▸ **DIRECTIONS FOR THIS TASK**:
Return the lines of the listing below unchanged, from the line containing "Would you be able to point to the stone column" through the line containing "column 238, row 163", including both of those lines.

▸ **DATA SUPPLIED**:
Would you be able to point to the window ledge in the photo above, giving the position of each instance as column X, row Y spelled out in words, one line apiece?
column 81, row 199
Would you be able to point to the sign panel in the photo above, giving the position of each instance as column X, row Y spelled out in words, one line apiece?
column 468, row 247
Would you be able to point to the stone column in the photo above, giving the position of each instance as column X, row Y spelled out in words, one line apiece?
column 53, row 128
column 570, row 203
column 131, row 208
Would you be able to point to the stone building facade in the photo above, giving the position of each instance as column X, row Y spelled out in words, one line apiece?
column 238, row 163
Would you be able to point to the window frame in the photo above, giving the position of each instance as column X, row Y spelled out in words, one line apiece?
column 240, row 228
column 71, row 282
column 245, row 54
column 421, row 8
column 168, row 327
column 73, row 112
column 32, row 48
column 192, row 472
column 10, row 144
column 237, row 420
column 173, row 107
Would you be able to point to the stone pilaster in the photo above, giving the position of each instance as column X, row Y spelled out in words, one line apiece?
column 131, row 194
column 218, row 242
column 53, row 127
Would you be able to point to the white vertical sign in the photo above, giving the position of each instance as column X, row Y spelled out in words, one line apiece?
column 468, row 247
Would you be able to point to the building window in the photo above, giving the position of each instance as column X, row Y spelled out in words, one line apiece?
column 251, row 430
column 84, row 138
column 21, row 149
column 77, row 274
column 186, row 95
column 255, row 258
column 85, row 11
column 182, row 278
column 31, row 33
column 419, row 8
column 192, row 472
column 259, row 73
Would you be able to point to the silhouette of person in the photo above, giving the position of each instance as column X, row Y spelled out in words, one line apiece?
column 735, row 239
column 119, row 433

▸ **PROBLEM SOLUTION**:
Would you be able to point to the stone column in the photo above, giving the position of each instance as column X, row Y spelled out in words, one line apiece?
column 53, row 128
column 570, row 203
column 131, row 208
Would you be able to point to the stone building facade in the photo above, giving the position of each instance as column X, row Y spelled out in words, one line apiece?
column 238, row 163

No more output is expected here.